● **ACTIVITY**: Reproduce the forum discussion below, word for word, from "(If it were" to "home.  Stay safe.".

● **PASSAGE TO READ**:
____
The PA is clearly working with a practice with pediatric patients. Reading his account reminded me of a doctor at the place I go to who had a stuffed toy attached to her stethoscope, a little puppy. I saw that thing for years, getting grubbier and grubbier. It clearly never had a bath. Every time I saw her, I used to wonder how many germs were clinging to that little critter.

 

Valued Contributor
Posts: 645
Registered: ‎03-10-2010

Re: Dog in the doctor's office

@noodleann  Medicare imposes excessive regulations and excessive documentation requirements for reimbursement for services. The reimbursement is generally  50% of the fees allowed by most other insurance plans, which is why practices in my area will not take any new medicare patients. These regulations in many cases cause practices to find "ways to get around things". There aren't any regulations to actually ensure safety of patients, despite the fact that medicare indicates there are.  It is awful that there is nothing in the regulations requiring proof of sterilization of equipment by an outside lab on a monthly basis, disinfection of surfaces, and an occasional unannounced walk-through inspection.  I know if they "see" a practice doing something "wrong" with a piece of equipment, such as a scalpel handle, that is a $10,000 fine, but there isn't anyone there to actually "see" that.

 

Germicidal/viricidal cleaners should be used in each treatment room after each patient leaves.  Those preparations are not that costly. That practice isn't only endangering patients, they are also endangering themselves.

I hate that you have to deal with that, but it looks like you are taking all the precautions you can. I blame the practice manager (if there is one) for the shoddy cleanliness too, she or he should know better..

 

(If it were me, and I have a rather odd sense of humor) I'd probably go in there wearing a mask and gloves, and when asked by the office personnel, I'd say" No dear, I am not sick, I just don't want to LEAVE here with something." 

 

I know you cannot do something like that because your chart probably would get flagged, and it is better to have care closer to home.  Stay safe.

“The price of light is less than the cost of darkness.”
– Arthur C. Nielsen
Honored Contributor
Posts: 33,580
Registered: ‎03-10-2010

Re: Dog in the doctor's office

I flew out of Ohio to Tampa last Sunday and there were 3 dogs on the plane.  2 large labs and a smaller dog of some kind in a carrier.  The flight went perfectly fine, without any issues.  If you didn't see the dogs boarding, you never would have known they were there.
____
● **RAW DATA**:
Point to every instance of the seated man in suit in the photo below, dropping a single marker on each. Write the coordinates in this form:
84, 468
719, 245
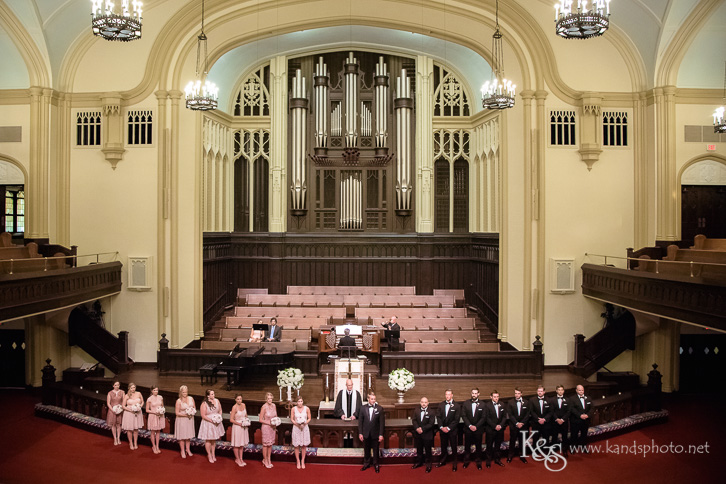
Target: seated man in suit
274, 333
423, 434
371, 428
392, 325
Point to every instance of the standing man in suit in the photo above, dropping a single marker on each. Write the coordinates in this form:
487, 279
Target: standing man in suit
580, 407
496, 422
448, 415
518, 412
392, 325
541, 416
474, 418
423, 434
560, 419
274, 332
371, 427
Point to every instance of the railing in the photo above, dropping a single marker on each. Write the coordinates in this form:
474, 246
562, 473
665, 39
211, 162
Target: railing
21, 263
657, 263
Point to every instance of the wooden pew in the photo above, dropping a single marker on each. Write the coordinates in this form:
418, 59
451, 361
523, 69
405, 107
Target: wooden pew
353, 290
288, 312
431, 347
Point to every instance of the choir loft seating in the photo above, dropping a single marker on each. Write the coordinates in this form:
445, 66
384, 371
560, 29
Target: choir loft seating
672, 281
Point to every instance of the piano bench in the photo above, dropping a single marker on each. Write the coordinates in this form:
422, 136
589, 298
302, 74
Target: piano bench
208, 372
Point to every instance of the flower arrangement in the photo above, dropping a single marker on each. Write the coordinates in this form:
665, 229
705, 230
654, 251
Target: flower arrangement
290, 377
401, 380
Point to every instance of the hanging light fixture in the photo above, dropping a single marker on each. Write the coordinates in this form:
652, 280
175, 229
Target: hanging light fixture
719, 125
111, 26
201, 96
498, 92
585, 22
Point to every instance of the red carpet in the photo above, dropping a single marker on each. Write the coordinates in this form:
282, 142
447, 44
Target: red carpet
37, 450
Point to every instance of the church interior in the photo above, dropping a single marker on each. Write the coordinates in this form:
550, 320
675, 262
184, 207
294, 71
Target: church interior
536, 195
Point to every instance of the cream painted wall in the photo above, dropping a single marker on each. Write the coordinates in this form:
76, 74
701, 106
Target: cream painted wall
17, 115
116, 210
585, 211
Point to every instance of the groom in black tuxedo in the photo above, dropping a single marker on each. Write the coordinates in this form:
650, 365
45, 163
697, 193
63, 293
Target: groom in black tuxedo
474, 415
449, 413
371, 427
423, 433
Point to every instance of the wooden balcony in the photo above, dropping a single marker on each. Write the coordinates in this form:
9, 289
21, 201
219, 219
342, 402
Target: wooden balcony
694, 300
28, 293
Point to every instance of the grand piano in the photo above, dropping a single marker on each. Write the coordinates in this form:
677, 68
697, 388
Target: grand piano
239, 359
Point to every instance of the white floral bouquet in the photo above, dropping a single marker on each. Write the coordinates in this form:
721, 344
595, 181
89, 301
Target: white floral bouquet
401, 380
290, 377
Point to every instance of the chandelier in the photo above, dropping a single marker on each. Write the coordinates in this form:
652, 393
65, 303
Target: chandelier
719, 125
498, 92
585, 22
111, 26
201, 96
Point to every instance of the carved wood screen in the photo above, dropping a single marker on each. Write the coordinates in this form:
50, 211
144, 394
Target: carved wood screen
351, 132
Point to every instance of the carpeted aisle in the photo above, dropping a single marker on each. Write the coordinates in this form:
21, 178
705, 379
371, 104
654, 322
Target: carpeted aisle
37, 450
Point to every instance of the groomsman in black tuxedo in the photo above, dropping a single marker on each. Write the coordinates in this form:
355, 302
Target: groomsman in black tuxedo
496, 422
580, 408
449, 413
423, 434
560, 419
541, 416
371, 426
518, 412
474, 418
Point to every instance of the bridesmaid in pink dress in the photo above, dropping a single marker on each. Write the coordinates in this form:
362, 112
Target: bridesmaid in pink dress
156, 421
184, 423
115, 397
133, 419
209, 430
267, 412
240, 433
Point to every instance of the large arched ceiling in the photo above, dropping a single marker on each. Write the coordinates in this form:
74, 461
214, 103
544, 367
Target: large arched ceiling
57, 25
473, 69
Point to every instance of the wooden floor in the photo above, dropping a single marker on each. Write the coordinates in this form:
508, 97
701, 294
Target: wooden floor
312, 390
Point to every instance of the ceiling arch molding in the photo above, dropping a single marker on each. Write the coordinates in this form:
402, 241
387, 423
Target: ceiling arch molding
38, 71
670, 63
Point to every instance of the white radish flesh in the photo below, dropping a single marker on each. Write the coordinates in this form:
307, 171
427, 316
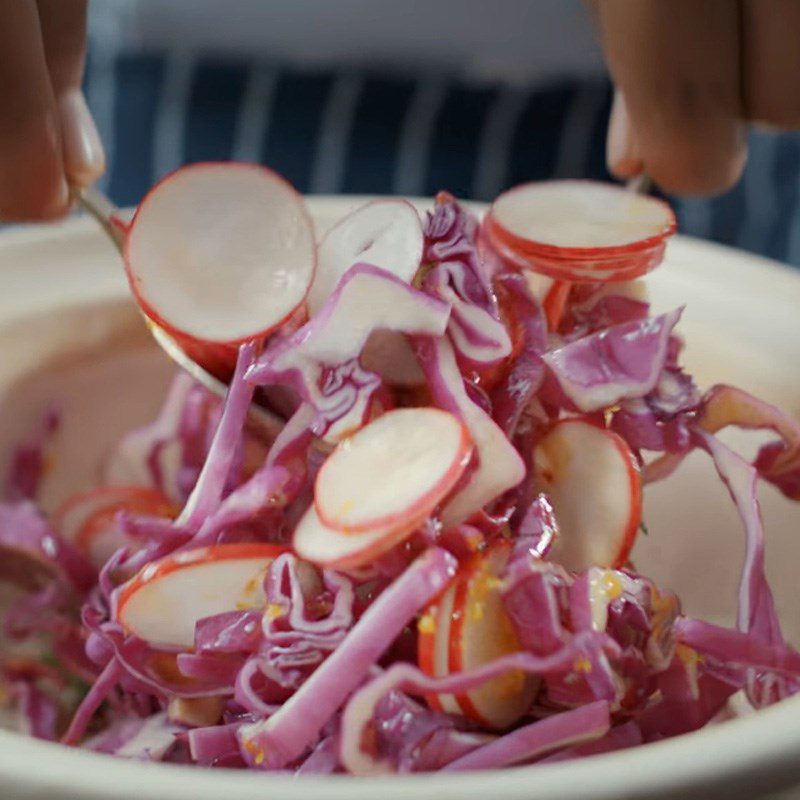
____
● **TASK RESULT**:
(If it were me, and I have a rather odd sense of humor) I'd probably go in there wearing a mask and gloves, and when asked by the office personnel, I'd say" No dear, I am not sick, I just don't want to LEAVE here with something." 

 

I know you cannot do something like that because your chart probably would get flagged, and it is better to have care closer to home.  Stay safe.